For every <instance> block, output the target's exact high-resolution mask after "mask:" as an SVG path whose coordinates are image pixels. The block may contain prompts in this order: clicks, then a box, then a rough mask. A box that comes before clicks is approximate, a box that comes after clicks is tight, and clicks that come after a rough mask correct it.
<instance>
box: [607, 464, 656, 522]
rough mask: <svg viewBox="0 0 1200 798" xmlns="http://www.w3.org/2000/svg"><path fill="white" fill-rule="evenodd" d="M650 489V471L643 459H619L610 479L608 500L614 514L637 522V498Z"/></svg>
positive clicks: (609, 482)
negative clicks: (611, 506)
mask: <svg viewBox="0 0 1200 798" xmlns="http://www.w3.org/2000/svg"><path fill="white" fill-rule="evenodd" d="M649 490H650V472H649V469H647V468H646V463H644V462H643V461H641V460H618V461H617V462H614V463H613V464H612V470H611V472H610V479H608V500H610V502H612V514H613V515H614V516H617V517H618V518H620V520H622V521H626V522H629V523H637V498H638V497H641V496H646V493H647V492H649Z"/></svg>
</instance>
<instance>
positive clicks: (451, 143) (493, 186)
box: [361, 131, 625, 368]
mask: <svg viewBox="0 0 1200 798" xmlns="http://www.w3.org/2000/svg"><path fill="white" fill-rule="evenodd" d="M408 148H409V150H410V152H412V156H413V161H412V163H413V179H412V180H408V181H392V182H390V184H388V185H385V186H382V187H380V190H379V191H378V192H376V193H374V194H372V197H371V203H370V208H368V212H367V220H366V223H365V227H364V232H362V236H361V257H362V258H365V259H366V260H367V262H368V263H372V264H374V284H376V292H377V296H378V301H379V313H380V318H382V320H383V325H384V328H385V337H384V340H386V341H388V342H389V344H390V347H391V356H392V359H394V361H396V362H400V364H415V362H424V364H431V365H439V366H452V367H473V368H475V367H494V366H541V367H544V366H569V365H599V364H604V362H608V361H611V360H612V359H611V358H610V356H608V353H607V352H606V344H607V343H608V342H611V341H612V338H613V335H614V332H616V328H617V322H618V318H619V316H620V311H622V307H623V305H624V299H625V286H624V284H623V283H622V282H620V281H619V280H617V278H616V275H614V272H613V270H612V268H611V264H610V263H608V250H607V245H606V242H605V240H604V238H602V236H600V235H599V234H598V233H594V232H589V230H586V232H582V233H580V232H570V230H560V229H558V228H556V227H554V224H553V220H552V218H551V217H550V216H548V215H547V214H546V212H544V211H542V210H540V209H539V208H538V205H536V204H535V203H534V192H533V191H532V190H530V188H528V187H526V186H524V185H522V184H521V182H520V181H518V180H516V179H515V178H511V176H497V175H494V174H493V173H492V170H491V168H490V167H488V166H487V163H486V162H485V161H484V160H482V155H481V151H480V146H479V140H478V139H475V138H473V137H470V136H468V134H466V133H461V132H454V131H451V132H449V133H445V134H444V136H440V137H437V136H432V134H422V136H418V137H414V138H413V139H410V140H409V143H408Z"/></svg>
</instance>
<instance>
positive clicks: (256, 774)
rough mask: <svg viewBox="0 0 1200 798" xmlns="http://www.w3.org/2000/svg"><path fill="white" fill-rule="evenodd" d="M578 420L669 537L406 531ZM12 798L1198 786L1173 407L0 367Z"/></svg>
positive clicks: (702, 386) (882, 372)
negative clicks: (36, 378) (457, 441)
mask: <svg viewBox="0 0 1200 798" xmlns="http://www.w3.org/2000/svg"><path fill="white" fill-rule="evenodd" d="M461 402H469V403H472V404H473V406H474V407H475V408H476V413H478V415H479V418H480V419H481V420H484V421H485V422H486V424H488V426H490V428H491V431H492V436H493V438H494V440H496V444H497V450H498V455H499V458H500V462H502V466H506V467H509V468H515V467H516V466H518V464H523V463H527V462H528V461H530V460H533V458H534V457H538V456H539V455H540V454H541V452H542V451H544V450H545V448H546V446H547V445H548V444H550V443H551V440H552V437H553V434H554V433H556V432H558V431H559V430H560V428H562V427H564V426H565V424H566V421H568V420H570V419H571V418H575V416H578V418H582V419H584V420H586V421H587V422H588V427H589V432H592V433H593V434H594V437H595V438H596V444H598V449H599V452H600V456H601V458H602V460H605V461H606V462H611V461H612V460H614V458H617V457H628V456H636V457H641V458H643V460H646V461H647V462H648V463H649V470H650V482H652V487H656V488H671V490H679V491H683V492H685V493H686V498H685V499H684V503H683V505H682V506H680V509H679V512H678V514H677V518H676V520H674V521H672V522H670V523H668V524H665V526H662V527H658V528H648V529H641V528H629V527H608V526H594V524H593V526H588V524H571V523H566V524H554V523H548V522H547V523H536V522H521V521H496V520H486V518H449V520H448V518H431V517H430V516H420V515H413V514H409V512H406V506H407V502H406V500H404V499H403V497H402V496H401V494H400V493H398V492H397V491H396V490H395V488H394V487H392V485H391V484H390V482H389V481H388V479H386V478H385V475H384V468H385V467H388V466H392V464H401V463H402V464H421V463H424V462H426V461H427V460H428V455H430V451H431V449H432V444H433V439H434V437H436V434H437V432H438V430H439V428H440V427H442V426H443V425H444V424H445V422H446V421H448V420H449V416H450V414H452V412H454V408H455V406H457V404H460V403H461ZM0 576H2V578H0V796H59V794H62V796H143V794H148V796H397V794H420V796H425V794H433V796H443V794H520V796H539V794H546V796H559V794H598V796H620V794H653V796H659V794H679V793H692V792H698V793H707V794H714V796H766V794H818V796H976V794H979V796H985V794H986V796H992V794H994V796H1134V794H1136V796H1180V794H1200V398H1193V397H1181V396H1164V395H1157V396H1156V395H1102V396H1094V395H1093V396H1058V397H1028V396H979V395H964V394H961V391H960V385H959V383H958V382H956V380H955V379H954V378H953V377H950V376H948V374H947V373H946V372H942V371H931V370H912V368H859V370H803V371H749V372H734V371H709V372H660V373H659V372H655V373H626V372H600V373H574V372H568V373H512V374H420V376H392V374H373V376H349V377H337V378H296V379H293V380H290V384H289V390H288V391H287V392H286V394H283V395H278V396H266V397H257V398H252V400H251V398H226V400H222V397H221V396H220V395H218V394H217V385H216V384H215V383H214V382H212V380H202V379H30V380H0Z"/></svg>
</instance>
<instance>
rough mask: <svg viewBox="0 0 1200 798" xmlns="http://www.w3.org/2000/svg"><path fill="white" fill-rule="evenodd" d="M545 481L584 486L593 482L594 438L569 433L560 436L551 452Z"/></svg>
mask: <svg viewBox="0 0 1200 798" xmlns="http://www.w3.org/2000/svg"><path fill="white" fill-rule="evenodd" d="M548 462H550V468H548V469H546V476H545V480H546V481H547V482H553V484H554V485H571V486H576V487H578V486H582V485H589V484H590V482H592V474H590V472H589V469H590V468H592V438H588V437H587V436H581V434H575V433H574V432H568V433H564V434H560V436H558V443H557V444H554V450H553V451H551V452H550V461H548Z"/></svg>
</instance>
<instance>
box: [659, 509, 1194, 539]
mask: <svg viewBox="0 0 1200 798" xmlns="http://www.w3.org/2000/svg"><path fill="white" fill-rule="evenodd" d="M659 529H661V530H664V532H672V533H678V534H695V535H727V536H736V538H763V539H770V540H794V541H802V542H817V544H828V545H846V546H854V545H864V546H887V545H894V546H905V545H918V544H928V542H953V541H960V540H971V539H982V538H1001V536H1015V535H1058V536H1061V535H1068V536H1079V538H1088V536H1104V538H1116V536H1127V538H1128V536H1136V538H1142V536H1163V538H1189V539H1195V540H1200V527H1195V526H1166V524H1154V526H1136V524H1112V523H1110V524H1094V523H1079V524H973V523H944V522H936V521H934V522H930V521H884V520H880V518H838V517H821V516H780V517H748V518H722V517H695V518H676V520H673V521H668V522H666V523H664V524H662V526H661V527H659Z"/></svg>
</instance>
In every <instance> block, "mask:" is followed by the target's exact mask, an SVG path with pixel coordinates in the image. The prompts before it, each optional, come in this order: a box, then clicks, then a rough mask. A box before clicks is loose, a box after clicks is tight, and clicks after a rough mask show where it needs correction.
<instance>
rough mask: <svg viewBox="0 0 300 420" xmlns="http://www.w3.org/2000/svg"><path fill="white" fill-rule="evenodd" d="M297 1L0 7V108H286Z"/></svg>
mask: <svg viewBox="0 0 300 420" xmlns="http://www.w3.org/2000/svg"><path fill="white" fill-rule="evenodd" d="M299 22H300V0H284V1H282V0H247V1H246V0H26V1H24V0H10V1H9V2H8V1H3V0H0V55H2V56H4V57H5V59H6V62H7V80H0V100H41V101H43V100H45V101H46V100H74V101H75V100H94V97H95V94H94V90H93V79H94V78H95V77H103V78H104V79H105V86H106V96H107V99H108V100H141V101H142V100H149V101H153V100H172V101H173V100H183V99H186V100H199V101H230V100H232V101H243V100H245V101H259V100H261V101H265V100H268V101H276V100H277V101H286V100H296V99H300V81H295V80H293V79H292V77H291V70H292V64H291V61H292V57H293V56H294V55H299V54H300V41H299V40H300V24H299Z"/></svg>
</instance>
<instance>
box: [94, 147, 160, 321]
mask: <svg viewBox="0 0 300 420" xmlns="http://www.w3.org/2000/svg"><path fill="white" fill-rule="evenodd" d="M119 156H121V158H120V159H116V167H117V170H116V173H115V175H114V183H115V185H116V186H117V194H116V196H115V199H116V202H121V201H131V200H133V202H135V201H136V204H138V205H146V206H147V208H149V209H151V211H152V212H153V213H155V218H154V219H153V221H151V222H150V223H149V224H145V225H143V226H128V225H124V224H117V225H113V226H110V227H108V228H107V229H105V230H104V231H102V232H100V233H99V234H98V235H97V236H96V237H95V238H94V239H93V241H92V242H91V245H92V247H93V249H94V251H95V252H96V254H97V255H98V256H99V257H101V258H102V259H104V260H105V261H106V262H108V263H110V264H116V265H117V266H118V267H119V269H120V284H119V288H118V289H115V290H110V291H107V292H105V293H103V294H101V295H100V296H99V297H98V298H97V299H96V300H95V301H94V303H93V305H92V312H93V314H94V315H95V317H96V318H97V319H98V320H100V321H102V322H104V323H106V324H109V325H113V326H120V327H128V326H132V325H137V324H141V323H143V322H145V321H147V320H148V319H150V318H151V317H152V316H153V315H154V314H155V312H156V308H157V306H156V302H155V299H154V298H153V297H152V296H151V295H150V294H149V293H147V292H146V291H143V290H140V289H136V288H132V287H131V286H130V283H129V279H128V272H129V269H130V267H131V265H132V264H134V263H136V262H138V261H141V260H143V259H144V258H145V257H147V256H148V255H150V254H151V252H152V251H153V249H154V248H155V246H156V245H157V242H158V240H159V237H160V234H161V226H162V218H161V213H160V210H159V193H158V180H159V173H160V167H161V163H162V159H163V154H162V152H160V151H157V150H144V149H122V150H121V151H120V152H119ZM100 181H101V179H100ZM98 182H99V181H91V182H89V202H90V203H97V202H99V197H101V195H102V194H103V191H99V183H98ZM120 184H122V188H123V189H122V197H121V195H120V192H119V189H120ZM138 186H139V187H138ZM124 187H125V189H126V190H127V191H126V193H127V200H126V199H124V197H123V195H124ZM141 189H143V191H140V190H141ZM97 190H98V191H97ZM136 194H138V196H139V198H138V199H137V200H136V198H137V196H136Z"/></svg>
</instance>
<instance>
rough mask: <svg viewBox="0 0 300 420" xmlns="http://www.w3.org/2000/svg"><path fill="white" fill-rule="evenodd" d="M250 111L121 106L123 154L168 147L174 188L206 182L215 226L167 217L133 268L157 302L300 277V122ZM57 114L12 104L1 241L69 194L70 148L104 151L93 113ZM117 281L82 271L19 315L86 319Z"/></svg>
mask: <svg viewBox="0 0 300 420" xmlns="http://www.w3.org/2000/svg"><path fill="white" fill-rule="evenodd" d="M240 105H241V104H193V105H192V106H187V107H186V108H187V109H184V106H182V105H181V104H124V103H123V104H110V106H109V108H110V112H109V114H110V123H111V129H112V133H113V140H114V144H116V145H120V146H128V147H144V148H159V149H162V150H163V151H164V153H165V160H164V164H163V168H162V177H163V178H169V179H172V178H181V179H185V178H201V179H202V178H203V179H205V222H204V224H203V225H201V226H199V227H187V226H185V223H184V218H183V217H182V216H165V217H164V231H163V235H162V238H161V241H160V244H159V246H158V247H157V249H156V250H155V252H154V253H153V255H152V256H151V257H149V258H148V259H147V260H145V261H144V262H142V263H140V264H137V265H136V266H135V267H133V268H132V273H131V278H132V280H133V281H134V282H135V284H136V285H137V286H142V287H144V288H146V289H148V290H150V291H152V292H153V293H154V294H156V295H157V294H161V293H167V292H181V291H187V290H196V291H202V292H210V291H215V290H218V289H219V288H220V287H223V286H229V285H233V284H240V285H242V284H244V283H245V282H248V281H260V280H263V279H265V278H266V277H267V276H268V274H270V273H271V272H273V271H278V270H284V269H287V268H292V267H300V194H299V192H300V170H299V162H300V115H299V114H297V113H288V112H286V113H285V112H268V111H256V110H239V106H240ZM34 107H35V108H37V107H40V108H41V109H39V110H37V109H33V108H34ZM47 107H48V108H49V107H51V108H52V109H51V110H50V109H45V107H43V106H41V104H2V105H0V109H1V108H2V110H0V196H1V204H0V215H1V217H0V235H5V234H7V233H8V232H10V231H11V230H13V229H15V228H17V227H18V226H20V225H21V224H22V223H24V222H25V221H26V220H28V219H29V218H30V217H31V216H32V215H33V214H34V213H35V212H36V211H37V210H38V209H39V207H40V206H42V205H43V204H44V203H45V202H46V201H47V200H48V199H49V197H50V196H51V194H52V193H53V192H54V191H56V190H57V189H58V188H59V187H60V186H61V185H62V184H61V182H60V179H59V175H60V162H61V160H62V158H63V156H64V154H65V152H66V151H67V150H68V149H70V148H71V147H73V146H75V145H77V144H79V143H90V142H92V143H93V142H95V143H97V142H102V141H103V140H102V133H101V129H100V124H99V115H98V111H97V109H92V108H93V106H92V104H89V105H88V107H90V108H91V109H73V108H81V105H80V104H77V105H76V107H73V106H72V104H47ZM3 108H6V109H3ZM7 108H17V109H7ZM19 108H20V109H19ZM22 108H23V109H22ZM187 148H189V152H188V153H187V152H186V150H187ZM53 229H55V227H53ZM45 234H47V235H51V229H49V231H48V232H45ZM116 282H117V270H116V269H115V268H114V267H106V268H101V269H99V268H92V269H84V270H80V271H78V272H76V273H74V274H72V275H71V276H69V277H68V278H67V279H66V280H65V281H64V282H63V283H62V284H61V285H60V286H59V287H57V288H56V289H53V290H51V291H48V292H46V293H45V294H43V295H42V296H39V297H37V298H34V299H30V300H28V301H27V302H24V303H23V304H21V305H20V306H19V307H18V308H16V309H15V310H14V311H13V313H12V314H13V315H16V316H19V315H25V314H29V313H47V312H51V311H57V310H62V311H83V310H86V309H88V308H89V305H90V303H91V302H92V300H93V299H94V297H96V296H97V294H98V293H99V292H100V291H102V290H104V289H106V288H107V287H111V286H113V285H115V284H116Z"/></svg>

○ ○ ○ ○ ○ ○ ○

Restate, word for word and with nothing added, the lines from the first line of the listing through the one where "positive clicks: (609, 482)" stands.

For every <instance> block, output the target's exact high-resolution mask after "mask:" as an SVG path whose coordinates are image pixels. The block may contain prompts in this order: clicks, then a box, then a rough mask. A box that comes before clicks is approximate, a box that comes after clicks is tight, and clicks that come after a rough mask correct it.
<instance>
box: [607, 464, 656, 522]
rough mask: <svg viewBox="0 0 1200 798" xmlns="http://www.w3.org/2000/svg"><path fill="white" fill-rule="evenodd" d="M650 489V471L643 459H619L610 479L608 500L614 514L637 522V498Z"/></svg>
positive clicks: (609, 482)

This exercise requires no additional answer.